Mais de cem pessoas foram condenadas à morte em Yangon após golpe em Mianmar

Julgamentos ocorrem sem direito a defesa pelos réus, muitas vezes em tribunais militares secretos e com relatos de tortura

A junta militar que governa Mianmar desde o golpe de Estado de fevereiro de 2021 condenou 101 pessoas à morte na região de Yangon. Os casos foram documentados pela rede Radio Free Asia e englobam todo o período em que os militares ocupam o poder.

Nos julgamentos em questão, 50 foram realizados em cortes militares secretas, sem que os réus tivessem acesso a um advogado. Os demais foram julgados às revelia. São essencialmente pessoas da região de Yangon, onde o Estado declarou lei marcial por se tratar do principal foco de resistência aos militares no país.

Entre os condenados está Phyo Zeyar Thaw, parlamentar do partido NLD (Liga Nacional pela Democracia, da sigla em inglês), e o ativista Ko Jimmy, líder de um popular grupo estudantil do país, o 88 Generation Students (Estudantes da Geração 88, em tradução literal). Eles são acusados de violar a lei antiterrorismo.

“Ambos receberam sentenças máximas. Ao olhar atentamente para as fotos [divulgadas pela junta] dos dois, podemos supor que foram severamente torturados no interrogatório. Prender e torturar pessoas a qualquer hora, em qualquer lugar, é uma ameaça à civilização”, disse Bo Bo Oo, outro parlamentar pelo NLD. “Podemos dizer que são dois dos piores casos de prisões arbitrárias e tortura de civis no país desde o golpe”.

Min Aung Hlaing, general que lidera a junta no poder em Mianmar desde o golpe de Estado (Foto: Wikimedia Commons)

▸ Problemas a resolver
• 1. Reproduza o trecho da reportagem sobre as condenações em Mianmar entre "Mais de cem" e "militares no país.", inclusive.
• 2. Segundo a reportagem sobre as condenações em Mianmar, qual rede documentou os casos de pessoas condenadas à morte na região de Yangon?

▸ Material extraído
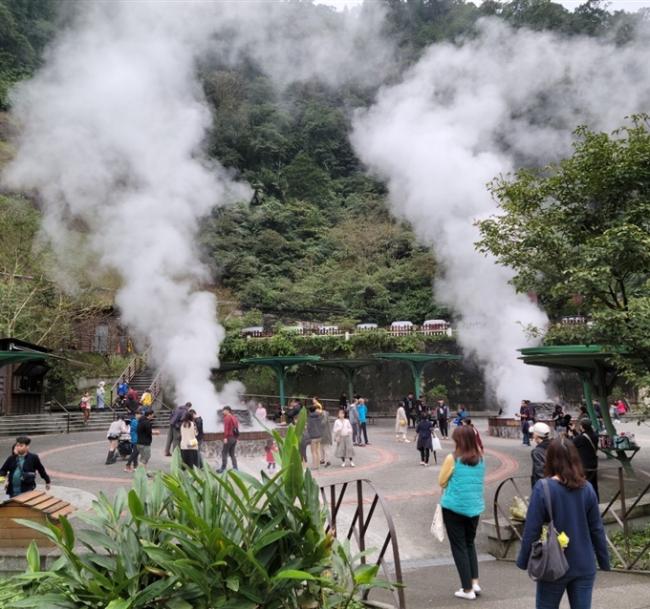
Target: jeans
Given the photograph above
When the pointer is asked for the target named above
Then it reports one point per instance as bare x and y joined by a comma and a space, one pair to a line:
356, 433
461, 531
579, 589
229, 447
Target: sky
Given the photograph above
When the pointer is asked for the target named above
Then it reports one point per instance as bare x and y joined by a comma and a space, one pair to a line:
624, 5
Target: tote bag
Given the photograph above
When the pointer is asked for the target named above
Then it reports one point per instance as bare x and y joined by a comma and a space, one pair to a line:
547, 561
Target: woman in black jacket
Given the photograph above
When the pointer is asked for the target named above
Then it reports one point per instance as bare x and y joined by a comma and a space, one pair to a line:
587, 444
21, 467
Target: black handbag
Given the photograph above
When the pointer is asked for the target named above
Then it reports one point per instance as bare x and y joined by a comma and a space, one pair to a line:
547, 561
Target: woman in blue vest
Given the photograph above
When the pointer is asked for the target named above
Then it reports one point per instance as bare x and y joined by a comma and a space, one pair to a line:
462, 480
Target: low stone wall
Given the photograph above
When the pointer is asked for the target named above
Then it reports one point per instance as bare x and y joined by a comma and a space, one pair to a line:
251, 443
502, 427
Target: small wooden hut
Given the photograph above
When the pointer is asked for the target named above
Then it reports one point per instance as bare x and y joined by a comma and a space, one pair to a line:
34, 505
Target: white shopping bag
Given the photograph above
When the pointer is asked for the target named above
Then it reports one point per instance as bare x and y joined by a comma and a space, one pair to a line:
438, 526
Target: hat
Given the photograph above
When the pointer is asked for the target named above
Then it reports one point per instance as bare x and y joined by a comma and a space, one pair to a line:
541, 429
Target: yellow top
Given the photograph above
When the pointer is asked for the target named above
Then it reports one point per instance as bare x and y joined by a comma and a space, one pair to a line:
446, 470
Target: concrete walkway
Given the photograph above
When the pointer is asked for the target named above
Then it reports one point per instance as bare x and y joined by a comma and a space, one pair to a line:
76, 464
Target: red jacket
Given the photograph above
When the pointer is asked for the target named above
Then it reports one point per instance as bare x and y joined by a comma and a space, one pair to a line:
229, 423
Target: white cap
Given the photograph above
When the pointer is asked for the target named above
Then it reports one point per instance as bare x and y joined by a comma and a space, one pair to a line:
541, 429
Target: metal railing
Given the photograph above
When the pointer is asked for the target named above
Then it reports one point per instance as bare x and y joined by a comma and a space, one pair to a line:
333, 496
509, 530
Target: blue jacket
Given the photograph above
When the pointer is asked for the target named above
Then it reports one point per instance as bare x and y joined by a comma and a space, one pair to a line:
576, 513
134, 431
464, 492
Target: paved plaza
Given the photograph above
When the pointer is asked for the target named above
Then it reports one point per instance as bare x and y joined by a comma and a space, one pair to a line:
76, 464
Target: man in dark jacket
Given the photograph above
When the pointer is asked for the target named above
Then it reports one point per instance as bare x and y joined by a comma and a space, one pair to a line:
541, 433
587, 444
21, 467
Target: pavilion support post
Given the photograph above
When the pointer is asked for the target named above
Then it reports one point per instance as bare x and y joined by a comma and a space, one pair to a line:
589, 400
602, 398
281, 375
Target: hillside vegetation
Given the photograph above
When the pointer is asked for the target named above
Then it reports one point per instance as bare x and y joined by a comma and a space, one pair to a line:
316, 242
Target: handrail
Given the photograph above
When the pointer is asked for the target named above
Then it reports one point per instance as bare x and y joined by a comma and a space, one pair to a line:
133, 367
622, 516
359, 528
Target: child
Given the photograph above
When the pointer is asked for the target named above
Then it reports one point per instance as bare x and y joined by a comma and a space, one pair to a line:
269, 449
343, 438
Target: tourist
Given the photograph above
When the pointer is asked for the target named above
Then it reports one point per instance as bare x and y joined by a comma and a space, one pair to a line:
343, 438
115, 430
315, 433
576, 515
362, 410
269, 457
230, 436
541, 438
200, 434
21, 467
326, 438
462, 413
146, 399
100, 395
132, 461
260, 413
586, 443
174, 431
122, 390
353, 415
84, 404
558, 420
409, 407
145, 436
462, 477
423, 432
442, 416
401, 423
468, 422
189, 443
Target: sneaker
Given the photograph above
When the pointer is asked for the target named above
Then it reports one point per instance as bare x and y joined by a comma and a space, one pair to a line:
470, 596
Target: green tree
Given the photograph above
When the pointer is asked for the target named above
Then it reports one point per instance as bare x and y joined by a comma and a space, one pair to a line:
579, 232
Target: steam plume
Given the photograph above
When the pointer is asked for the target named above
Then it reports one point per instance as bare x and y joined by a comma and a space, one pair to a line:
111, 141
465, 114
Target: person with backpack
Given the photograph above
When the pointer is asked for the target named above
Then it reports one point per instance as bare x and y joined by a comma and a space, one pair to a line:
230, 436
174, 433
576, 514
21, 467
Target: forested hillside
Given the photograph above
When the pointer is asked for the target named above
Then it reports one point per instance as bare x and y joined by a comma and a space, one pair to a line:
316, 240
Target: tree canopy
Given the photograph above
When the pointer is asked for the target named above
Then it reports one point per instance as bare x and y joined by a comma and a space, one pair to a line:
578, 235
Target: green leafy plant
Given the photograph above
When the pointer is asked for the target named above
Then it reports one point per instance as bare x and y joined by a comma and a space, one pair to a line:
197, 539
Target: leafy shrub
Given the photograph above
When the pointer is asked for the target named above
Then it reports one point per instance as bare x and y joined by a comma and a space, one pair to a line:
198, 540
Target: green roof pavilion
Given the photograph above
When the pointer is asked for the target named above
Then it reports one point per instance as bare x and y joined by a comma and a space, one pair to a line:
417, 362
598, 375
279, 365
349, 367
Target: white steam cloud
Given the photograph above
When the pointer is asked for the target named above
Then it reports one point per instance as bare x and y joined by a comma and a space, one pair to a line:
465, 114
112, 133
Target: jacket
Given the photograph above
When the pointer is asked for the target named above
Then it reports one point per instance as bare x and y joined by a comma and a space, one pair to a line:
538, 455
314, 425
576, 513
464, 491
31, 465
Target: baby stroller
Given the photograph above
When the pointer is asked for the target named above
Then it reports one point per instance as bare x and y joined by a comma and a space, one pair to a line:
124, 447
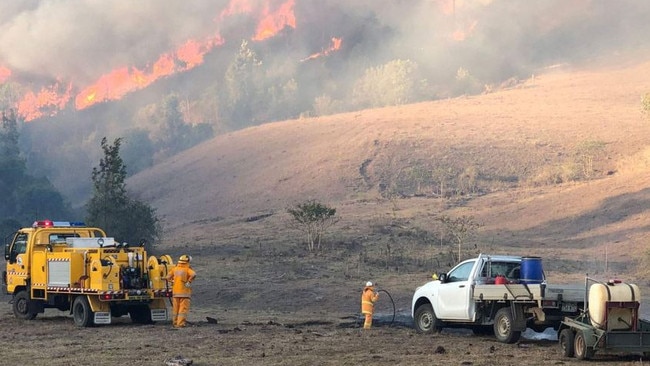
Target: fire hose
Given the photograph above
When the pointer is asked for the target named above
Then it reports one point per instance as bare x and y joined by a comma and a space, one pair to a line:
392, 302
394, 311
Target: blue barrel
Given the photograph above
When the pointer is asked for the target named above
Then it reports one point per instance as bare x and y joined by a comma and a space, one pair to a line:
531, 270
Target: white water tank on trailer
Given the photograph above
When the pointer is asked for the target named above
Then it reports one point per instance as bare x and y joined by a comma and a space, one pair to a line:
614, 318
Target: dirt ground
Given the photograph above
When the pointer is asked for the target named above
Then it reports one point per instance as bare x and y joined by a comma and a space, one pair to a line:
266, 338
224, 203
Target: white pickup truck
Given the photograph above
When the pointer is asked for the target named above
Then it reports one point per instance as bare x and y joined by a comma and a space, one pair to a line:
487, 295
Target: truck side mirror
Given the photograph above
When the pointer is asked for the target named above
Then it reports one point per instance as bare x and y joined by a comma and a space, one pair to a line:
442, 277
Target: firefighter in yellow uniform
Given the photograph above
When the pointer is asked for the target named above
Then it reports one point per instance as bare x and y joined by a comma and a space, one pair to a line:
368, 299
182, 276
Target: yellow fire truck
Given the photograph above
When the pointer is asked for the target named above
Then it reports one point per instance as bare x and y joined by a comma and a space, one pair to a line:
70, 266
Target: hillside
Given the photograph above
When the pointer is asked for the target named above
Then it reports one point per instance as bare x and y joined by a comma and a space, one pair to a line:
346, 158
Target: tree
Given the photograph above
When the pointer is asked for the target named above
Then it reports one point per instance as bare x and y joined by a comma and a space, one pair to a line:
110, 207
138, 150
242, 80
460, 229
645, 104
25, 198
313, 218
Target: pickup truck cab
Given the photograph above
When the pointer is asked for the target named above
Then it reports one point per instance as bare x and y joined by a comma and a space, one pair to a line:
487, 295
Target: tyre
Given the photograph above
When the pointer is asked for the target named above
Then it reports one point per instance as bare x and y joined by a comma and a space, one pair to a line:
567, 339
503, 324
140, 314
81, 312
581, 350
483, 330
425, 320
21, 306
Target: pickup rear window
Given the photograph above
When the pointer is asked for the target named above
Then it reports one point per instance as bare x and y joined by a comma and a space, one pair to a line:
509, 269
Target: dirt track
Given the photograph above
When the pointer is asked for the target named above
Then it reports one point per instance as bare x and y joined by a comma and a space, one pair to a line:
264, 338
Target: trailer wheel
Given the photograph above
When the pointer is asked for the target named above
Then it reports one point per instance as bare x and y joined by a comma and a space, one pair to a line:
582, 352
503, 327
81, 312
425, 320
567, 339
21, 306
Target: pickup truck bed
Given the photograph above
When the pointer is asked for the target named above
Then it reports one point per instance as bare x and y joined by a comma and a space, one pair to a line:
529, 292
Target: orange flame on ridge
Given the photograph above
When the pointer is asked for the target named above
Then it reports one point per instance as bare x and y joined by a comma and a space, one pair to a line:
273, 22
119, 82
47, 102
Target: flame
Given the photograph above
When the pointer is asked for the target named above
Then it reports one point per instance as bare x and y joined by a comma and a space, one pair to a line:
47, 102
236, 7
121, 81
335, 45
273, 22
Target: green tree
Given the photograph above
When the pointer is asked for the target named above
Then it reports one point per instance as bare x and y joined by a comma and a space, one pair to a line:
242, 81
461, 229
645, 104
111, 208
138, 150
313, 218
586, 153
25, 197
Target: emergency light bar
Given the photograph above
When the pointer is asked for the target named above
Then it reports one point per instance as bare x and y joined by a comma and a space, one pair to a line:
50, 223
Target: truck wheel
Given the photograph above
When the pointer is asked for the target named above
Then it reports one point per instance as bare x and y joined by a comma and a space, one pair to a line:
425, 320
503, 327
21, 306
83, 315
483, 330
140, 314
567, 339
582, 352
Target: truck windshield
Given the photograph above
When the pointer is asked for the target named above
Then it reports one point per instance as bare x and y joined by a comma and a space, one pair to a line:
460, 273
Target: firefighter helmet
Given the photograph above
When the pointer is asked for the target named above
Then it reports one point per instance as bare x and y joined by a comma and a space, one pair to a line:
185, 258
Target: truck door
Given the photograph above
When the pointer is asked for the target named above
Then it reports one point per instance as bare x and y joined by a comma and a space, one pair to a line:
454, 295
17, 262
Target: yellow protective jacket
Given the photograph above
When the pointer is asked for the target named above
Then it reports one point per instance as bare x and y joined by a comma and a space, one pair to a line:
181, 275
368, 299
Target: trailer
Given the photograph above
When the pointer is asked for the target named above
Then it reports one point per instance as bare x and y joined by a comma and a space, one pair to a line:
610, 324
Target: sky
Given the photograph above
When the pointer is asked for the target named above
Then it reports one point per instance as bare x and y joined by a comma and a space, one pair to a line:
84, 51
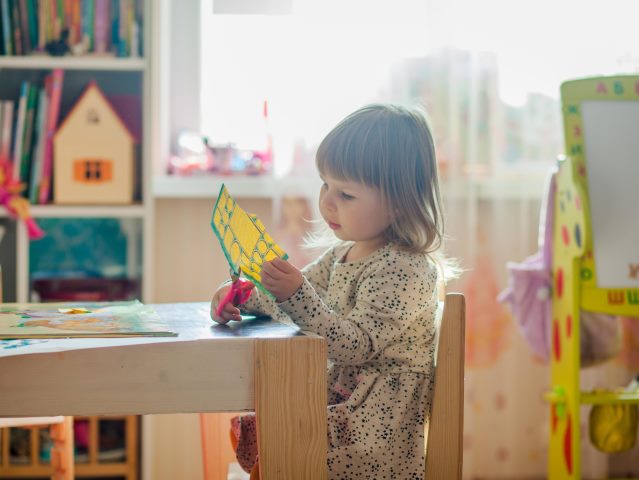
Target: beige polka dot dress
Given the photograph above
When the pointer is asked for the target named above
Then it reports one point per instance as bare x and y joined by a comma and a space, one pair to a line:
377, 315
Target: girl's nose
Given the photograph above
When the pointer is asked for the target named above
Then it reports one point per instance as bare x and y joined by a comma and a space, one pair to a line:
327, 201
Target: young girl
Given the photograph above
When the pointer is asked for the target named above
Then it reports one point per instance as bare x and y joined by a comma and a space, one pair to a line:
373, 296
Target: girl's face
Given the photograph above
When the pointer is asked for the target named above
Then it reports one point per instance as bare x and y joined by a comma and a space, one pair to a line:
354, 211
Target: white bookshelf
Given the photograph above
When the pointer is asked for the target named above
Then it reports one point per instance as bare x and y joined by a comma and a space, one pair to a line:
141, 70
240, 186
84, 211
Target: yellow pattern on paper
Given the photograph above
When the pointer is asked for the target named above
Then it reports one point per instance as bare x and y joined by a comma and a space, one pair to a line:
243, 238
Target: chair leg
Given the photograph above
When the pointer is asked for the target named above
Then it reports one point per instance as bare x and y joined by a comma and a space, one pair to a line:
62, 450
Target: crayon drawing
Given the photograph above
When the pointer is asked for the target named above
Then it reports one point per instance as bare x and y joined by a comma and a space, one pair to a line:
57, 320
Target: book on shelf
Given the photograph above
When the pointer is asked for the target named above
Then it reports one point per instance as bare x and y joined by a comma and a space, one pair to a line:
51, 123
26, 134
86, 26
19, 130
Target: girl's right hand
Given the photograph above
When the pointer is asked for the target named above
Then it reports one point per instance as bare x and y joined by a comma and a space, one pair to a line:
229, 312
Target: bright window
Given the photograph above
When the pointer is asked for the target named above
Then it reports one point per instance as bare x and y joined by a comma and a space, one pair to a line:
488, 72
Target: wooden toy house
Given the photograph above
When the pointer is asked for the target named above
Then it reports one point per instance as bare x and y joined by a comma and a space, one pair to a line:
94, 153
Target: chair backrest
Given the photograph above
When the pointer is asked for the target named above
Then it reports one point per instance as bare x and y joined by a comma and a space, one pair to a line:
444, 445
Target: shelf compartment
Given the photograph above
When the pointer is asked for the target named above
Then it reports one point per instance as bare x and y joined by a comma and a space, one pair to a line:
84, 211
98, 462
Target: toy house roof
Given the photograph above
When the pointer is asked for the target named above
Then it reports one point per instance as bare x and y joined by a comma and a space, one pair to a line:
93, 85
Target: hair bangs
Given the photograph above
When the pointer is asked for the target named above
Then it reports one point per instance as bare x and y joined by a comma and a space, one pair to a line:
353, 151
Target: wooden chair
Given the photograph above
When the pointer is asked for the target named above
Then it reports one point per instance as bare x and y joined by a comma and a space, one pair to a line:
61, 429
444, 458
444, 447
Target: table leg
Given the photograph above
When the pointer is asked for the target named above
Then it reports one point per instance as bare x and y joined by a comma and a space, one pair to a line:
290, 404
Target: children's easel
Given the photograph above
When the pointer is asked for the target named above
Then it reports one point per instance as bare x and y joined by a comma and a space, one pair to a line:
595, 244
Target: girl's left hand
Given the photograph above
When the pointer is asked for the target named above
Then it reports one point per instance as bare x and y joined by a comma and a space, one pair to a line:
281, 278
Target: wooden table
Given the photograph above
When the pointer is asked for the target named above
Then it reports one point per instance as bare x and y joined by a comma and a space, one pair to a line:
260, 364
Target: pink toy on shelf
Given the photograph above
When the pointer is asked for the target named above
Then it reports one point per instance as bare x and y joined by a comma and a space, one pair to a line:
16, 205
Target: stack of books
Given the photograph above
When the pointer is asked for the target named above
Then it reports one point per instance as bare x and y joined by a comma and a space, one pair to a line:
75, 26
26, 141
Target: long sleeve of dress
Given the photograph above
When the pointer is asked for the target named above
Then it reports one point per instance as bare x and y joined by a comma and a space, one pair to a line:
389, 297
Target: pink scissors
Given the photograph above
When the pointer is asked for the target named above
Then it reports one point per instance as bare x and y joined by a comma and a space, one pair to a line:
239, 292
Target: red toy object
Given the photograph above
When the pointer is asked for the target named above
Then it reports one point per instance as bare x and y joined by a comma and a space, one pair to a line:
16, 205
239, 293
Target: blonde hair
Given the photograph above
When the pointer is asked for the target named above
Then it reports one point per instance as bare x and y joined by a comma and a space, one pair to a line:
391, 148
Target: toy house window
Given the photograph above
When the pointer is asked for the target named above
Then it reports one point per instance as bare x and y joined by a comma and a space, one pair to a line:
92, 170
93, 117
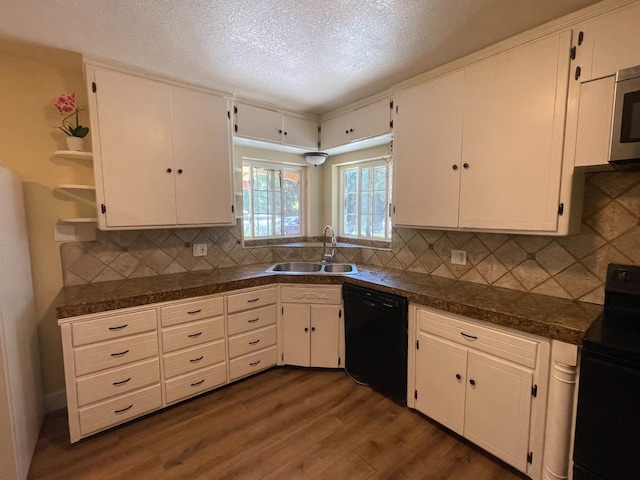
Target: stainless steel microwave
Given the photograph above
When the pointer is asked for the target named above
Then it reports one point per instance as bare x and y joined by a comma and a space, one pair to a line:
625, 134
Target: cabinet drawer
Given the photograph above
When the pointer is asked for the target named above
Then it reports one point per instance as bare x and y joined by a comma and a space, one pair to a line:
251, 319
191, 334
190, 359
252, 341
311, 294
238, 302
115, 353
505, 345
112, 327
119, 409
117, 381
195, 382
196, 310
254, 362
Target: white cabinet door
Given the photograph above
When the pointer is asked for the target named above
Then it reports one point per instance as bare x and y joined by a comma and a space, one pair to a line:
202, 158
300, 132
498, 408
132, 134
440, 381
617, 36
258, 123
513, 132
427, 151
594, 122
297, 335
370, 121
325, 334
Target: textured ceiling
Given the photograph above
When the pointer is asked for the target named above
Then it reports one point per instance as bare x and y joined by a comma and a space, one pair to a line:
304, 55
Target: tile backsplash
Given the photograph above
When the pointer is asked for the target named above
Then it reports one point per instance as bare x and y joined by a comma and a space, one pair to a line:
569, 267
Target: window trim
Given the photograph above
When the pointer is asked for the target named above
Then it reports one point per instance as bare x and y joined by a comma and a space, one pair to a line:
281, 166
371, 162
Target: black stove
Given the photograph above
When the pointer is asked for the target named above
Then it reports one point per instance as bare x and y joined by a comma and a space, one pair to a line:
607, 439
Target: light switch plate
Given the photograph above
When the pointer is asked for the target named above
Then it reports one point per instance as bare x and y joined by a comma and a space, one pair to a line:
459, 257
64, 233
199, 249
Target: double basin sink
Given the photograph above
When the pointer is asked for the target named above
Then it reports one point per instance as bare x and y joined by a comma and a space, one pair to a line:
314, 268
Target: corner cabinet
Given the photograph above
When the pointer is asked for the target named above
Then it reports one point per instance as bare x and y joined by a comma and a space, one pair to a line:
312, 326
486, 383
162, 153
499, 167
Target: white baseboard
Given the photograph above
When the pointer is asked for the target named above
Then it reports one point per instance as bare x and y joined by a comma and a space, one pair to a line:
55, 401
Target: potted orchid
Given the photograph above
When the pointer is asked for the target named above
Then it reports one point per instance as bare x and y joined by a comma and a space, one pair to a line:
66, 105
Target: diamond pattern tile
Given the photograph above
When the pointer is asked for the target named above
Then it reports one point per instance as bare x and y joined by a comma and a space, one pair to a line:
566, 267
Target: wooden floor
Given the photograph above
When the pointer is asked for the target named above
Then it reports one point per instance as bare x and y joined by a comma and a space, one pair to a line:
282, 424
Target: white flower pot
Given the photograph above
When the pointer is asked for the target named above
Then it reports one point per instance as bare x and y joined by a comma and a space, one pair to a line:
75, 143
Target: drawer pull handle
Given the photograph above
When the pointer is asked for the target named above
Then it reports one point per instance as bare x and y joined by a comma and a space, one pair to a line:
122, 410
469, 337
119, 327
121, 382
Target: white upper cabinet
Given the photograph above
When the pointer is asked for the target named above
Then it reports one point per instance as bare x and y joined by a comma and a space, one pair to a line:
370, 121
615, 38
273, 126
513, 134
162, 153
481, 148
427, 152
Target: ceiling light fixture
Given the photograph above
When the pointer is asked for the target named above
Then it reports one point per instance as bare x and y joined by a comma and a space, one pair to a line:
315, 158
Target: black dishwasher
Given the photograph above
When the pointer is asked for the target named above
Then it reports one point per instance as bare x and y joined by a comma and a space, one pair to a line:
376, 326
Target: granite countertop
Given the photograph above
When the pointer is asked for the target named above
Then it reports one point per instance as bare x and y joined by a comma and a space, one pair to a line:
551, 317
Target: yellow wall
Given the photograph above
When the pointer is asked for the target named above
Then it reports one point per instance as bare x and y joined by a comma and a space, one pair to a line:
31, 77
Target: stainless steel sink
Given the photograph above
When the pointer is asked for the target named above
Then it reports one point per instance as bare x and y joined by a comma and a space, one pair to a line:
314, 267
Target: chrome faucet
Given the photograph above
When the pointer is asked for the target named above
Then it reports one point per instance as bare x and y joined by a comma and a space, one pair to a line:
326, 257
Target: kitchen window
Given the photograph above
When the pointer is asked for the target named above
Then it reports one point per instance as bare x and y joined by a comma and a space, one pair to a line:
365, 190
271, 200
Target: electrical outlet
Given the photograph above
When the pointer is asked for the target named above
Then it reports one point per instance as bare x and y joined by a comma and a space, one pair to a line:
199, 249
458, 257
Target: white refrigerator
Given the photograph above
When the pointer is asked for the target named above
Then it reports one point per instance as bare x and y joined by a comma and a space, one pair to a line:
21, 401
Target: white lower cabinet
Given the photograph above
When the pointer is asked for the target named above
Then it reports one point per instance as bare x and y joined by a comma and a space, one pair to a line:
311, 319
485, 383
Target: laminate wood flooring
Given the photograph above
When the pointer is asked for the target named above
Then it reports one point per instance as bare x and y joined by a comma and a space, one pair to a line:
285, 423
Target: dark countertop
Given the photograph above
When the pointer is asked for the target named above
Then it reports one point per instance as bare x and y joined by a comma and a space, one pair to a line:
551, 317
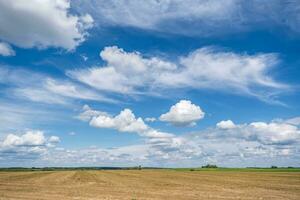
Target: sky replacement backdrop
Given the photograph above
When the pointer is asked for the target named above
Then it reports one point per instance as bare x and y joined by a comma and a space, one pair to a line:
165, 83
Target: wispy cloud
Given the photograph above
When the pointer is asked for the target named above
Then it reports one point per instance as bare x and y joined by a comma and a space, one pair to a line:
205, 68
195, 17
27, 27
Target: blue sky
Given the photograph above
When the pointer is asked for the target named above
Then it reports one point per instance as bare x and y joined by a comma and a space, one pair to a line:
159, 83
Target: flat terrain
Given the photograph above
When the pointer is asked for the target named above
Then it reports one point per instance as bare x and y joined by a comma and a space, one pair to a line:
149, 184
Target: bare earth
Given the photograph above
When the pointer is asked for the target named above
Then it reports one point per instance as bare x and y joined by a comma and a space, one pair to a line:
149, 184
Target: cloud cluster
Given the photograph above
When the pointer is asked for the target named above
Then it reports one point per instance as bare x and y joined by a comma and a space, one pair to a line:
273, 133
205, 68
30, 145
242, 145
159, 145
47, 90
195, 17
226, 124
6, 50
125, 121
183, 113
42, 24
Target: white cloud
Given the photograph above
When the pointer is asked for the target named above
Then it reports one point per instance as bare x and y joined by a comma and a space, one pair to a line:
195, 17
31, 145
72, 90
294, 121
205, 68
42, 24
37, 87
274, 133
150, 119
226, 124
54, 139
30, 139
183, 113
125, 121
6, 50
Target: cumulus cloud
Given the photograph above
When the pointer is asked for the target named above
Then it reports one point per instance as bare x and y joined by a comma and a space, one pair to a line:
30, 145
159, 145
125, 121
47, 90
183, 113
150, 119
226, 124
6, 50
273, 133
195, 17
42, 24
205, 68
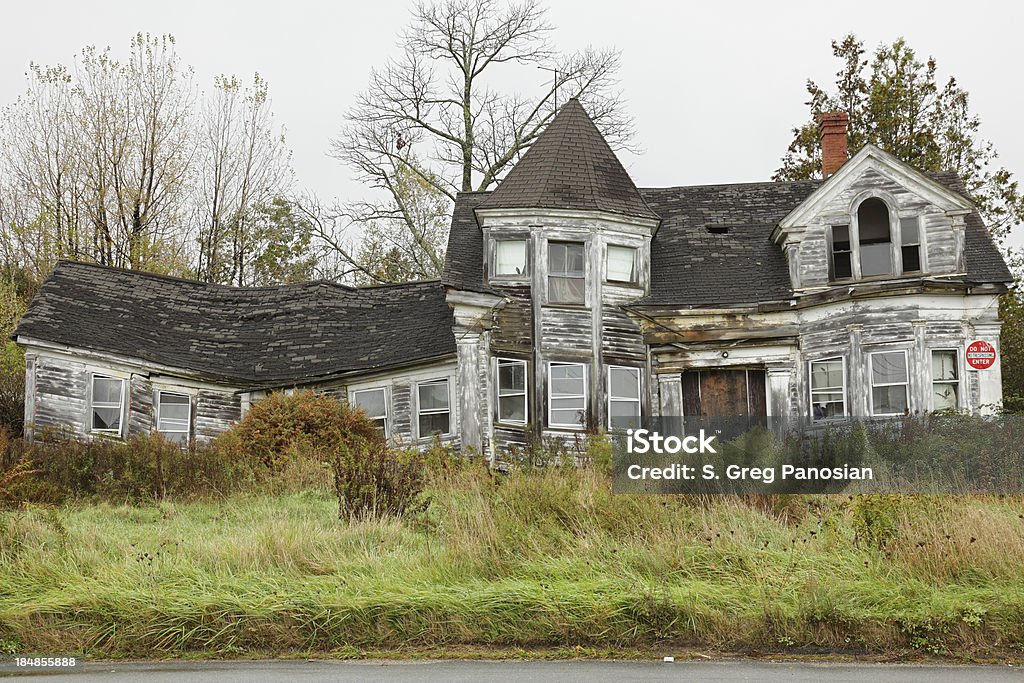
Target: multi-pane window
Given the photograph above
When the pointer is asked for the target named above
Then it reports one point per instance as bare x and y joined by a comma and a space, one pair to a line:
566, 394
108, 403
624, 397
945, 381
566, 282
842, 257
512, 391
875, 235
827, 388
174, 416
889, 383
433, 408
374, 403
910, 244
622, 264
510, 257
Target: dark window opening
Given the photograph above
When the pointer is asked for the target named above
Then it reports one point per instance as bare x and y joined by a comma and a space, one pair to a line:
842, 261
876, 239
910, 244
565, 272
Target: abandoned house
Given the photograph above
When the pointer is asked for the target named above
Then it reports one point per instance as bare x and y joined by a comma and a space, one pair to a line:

▸ Respostas por item
• 1.
Mais de cem pessoas foram condenadas à morte em Yangon após golpe em Mianmar

Julgamentos ocorrem sem direito a defesa pelos réus, muitas vezes em tribunais militares secretos e com relatos de tortura

A junta militar que governa Mianmar desde o golpe de Estado de fevereiro de 2021 condenou 101 pessoas à morte na região de Yangon. Os casos foram documentados pela rede Radio Free Asia e englobam todo o período em que os militares ocupam o poder.

Nos julgamentos em questão, 50 foram realizados em cortes militares secretas, sem que os réus tivessem acesso a um advogado. Os demais foram julgados às revelia. São essencialmente pessoas da região de Yangon, onde o Estado declarou lei marcial por se tratar do principal foco de resistência aos militares no país.

• 2. A rede Radio Free Asia.